Pointing dataset records:
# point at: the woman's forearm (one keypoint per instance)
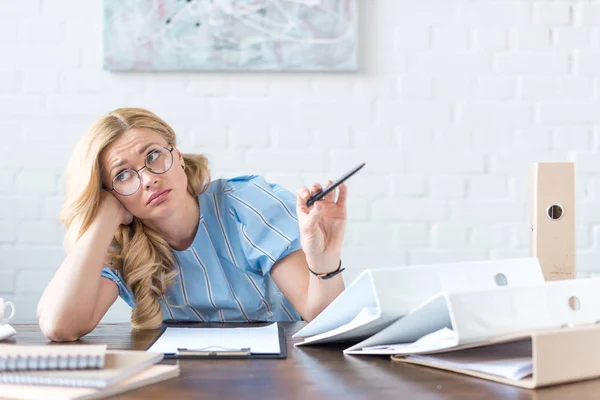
(69, 300)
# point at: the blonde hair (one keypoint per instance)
(142, 256)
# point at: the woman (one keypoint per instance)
(144, 222)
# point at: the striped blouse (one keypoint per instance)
(246, 225)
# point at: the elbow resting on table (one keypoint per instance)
(62, 331)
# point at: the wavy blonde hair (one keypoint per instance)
(142, 256)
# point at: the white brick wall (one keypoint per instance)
(454, 100)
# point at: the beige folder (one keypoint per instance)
(553, 219)
(559, 356)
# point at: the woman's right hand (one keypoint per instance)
(111, 205)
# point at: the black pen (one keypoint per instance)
(322, 193)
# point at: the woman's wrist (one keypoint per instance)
(326, 273)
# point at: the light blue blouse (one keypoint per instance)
(246, 225)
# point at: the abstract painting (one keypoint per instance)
(230, 35)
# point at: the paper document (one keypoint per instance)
(509, 360)
(260, 340)
(443, 339)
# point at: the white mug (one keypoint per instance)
(3, 305)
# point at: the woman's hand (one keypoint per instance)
(322, 227)
(112, 206)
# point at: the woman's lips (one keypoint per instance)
(160, 198)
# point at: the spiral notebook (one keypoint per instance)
(119, 364)
(20, 358)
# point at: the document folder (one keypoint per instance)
(185, 349)
(379, 297)
(558, 356)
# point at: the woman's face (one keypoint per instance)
(158, 194)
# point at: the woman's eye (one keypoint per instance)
(153, 156)
(123, 176)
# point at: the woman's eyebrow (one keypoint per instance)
(143, 149)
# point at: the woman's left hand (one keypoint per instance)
(322, 227)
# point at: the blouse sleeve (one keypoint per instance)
(124, 292)
(266, 220)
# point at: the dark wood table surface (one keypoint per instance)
(321, 372)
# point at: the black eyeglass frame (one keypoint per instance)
(137, 171)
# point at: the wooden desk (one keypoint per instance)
(307, 373)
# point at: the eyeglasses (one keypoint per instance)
(128, 181)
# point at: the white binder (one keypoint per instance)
(450, 320)
(553, 219)
(377, 298)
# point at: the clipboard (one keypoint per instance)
(222, 353)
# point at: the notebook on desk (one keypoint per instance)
(118, 365)
(148, 376)
(241, 342)
(63, 357)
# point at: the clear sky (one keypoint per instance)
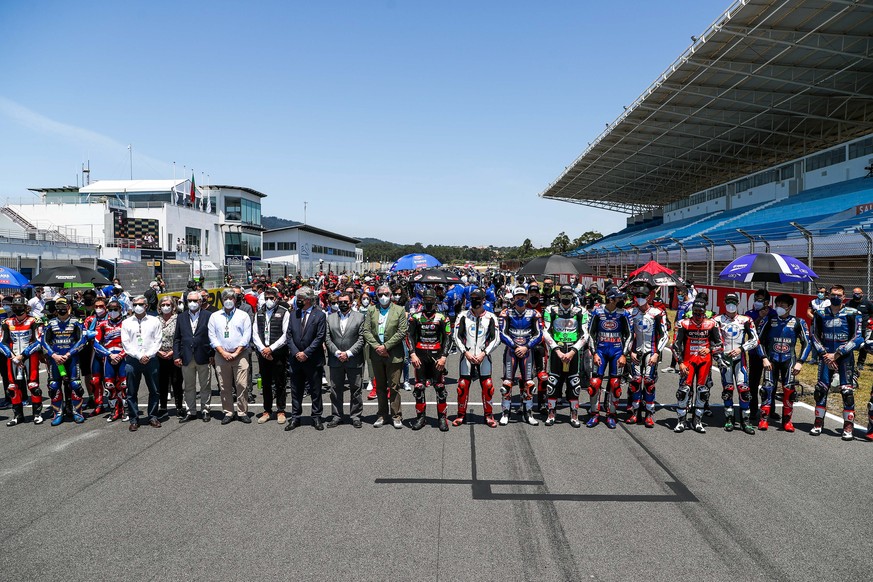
(410, 121)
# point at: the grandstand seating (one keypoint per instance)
(824, 211)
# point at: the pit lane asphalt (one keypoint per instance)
(205, 501)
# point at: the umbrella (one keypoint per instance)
(434, 276)
(767, 268)
(555, 265)
(69, 275)
(415, 261)
(12, 278)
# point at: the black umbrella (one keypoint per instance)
(556, 265)
(435, 276)
(67, 275)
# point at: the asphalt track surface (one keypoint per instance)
(205, 501)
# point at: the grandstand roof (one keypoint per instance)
(769, 81)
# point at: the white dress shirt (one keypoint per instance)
(230, 330)
(141, 337)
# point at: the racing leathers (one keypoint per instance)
(738, 338)
(521, 330)
(610, 342)
(62, 340)
(566, 335)
(697, 341)
(429, 340)
(475, 337)
(838, 334)
(20, 343)
(779, 336)
(650, 336)
(107, 345)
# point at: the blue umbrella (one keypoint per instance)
(415, 261)
(12, 278)
(767, 268)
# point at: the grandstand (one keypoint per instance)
(758, 137)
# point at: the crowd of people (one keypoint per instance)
(390, 334)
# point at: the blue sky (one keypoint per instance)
(432, 122)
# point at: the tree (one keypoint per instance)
(561, 244)
(586, 238)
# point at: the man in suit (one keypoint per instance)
(195, 356)
(345, 358)
(306, 333)
(385, 329)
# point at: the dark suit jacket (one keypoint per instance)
(310, 341)
(192, 346)
(350, 341)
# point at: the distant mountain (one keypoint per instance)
(271, 222)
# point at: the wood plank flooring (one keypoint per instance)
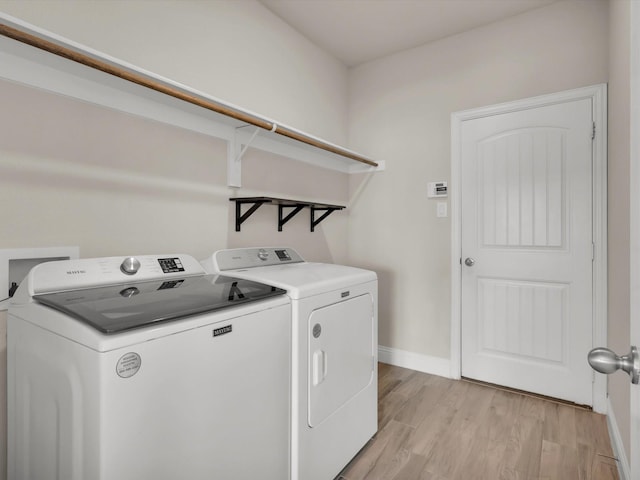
(433, 428)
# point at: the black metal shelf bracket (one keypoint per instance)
(282, 203)
(241, 217)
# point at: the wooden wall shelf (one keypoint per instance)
(35, 57)
(282, 203)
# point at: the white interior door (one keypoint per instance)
(526, 237)
(635, 232)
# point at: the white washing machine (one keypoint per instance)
(147, 369)
(334, 353)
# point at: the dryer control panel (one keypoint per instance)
(235, 259)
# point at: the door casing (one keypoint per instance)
(598, 96)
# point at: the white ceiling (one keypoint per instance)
(356, 31)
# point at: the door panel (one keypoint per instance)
(527, 223)
(341, 356)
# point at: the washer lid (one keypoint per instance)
(116, 308)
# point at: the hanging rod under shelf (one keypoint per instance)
(200, 100)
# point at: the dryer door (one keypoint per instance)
(341, 355)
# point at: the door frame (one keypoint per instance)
(598, 96)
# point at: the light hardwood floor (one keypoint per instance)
(433, 428)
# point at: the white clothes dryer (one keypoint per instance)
(147, 369)
(334, 352)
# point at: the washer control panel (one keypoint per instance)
(90, 272)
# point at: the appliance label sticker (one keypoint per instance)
(222, 330)
(128, 365)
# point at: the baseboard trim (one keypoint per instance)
(617, 444)
(415, 361)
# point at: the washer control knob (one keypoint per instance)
(130, 266)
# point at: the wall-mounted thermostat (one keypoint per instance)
(437, 189)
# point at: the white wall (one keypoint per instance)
(400, 109)
(619, 250)
(237, 51)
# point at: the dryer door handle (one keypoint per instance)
(320, 367)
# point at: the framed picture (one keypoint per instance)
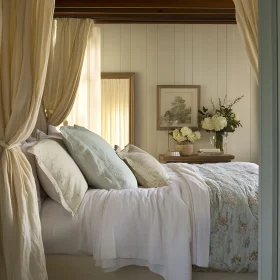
(177, 106)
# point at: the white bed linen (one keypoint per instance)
(166, 229)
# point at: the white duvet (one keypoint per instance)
(166, 229)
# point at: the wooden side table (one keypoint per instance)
(196, 159)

_What the task asks_: Format the part of the records that opens with the line containing "# point at: the door panel" and closes with the end of the records as a numbered list, both ends included and blank lines left out. Leave the pictures out of the answer.

_Task response_:
1. # point at: the door panel (one keypoint per instance)
2. (527, 223)
3. (341, 356)
4. # point at: the washer lid (one keypoint per instance)
5. (116, 308)
6. # point at: the hanging rod under shelf (one keypoint per instance)
7. (200, 100)
8. # point at: the dryer door (one keypoint per instance)
9. (341, 355)
10. # point at: the door frame (one keypoint per instance)
11. (598, 96)
12. # point at: the light hardwood floor (one keypoint per instance)
13. (433, 428)
14. # point at: the white clothes dryer (one keypoint per instance)
15. (147, 369)
16. (334, 352)
17. # point at: the washer control panel (one keypoint per instance)
18. (90, 272)
19. # point at: the appliance label sticker (one keypoint per instance)
20. (222, 330)
21. (128, 365)
22. # point at: the baseboard trim (one keypoint per instance)
23. (617, 444)
24. (415, 361)
25. # point at: the washer control knob (one keypoint per instance)
26. (130, 266)
27. # point at: the wall-mounted thermostat (one keypoint per instance)
28. (437, 189)
29. # point at: the white wall (one keypoint per instance)
30. (400, 109)
31. (619, 250)
32. (237, 51)
33. # point at: the dryer door handle (one keypoint per instance)
34. (320, 367)
35. # point at: the framed picture (one keypoint per instance)
36. (177, 106)
37. # point at: the white bed linen (one keypoint per instance)
38. (166, 229)
39. # point at: the white duvet (one keypoint per instance)
40. (166, 229)
41. # point at: the wooden side table (one keypoint per instance)
42. (196, 159)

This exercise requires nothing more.